**Stated exercise**.
In the text on DTC instruction timing, what name is given to the clock range needed to access the centralized shared memory CSM when the instruction PL is executed? Please answer in a few words.

Subsequently, on the precondition that a cache hit of data to be
loaded or stored should happen without fail, the compiler simulates
the produced CPU codes and calculates accurate clocks of the
respective instructions. Moreover, the compiler adjusts issuing
time of the DTC instructions, i.e., the instructions LAC, SAC, PL
and PS so as to ensure that data is present in the cache memory 6
when loaded or stored by the processor CPUi.
A method of determining issuing time of the DTC instructions, which
is carried out by the compiler, is described here. In execution
instructions of the processor CPUi, execution clocks are determined
in increasing order of execution from "0". Execution clocks of a
DTC instruction code are based on execution clocks of an
instruction code of the processor CPUi. Therefore, DTC instructions
which are executed before a first instruction is executed by the
processor CPUi have minus execution clocks. Meanwhile, the number
of instructions which can be executed for each clock by each of the
processor CPUi and the DTC 8 is only one.
The compiler locates the instructions LAC and SAC in the DTC
instruction code so as to ensure that not only the instruction LAC
is executed one clock before the load instruction of the processor
CPUi but the instruction SAC is executed one clock after the store
instruction of the processor CPUi and prevents shift of the located
instructions LAC and SAC. Thereafter, the compiler locates the
instruction PL in the DTC instruction code in accordance with a
predetermined algorithm and then, locates the instruction PS in the
DTC instruction code in accordance with a predetermined
algorithm.
When the DTC 8 executes the instruction PL or PS at this time,
several tens of clocks are required for accessing the centralized
shared memory CSM. Thus, during this period, the compiler cannot
locate in the DTC instruction code an instruction for accessing the
centralized shared memory CSM. Meanwhile, hereinafter, a clock
range required for accessing the centralized shared memory CSM at
the time of execution of the instruction PL is referred to as a
"load range" and a clock range required for accessing the
centralized shared memory CSM at the time of execution of the
instruction PS is referred to as a "store range".
On the other hand, without allocating the instructions PL and PS to
all the load instructions and the store instructions in the
processor CPUi, the compiler calculates life time of data and
allocates the instruction PL to the load instruction at the time of
first loading by the processor CPUi and allocates the instruction
PS to the store instruction at the time of last storing by the
processor CPUi. Meanwhile, in other cases than this one, data is
stored in the cache memory 6 and thus, the compiler causes the DTC
8 to perform processing based on the instructions LAC and SAC.
FIG. 11 is a flowchart showing a layout algorithm of the
instruction PL produced by the compiler. A layout method of the
instruction PL is described with reference to FIG. 11 in which
processings of the program flow are performed by the compiler
unless otherwise specified. In FIG. 11, at step S1, a clock
obtained by subtracting from a load instruction execution clock of
the processor CPUi the number of clocks required for accessing the
centralized shared memory CSM is initially set at a provisional
execution clock of each instruction PL. Then, at step S2, an
instruction PL having the largest execution clock, namely, an
instruction PL which is lastly executed is determined as a target
instruction PL.

**Rows**.
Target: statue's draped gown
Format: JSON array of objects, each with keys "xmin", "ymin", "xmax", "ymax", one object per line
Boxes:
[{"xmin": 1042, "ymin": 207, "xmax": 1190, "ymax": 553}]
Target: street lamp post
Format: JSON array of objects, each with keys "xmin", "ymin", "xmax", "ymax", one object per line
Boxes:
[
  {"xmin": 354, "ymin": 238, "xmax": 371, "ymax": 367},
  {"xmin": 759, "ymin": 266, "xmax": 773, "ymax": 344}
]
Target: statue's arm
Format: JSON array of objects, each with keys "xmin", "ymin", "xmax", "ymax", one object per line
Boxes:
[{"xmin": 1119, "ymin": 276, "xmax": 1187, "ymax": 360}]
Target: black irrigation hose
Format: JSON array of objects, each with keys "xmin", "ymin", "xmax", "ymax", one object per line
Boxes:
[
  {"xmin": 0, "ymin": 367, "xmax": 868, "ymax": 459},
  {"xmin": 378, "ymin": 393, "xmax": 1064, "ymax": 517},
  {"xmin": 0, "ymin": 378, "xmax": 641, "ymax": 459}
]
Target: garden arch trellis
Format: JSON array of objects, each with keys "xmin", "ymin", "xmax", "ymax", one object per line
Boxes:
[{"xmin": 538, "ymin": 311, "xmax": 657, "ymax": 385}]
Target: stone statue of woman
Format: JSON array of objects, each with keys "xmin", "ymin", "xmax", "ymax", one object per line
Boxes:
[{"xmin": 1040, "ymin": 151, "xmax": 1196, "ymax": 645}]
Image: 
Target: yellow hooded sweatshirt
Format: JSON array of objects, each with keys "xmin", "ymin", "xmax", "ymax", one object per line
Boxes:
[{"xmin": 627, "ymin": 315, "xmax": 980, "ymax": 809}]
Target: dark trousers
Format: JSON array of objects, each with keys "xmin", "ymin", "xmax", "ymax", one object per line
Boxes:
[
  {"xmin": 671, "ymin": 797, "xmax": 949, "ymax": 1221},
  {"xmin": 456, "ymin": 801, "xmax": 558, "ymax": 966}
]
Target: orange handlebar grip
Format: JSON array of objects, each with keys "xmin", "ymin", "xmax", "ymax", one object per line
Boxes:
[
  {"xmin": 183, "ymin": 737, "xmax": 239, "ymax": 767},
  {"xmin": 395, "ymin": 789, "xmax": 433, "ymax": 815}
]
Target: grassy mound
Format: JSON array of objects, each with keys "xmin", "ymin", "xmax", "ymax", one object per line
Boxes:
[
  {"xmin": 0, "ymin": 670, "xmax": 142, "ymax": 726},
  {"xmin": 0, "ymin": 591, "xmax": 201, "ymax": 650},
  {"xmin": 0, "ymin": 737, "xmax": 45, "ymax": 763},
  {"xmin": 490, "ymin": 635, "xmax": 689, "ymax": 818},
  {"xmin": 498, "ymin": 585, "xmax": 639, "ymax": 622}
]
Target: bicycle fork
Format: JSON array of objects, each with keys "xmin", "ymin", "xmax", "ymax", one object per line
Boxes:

**Result of this exercise**.
A "load range"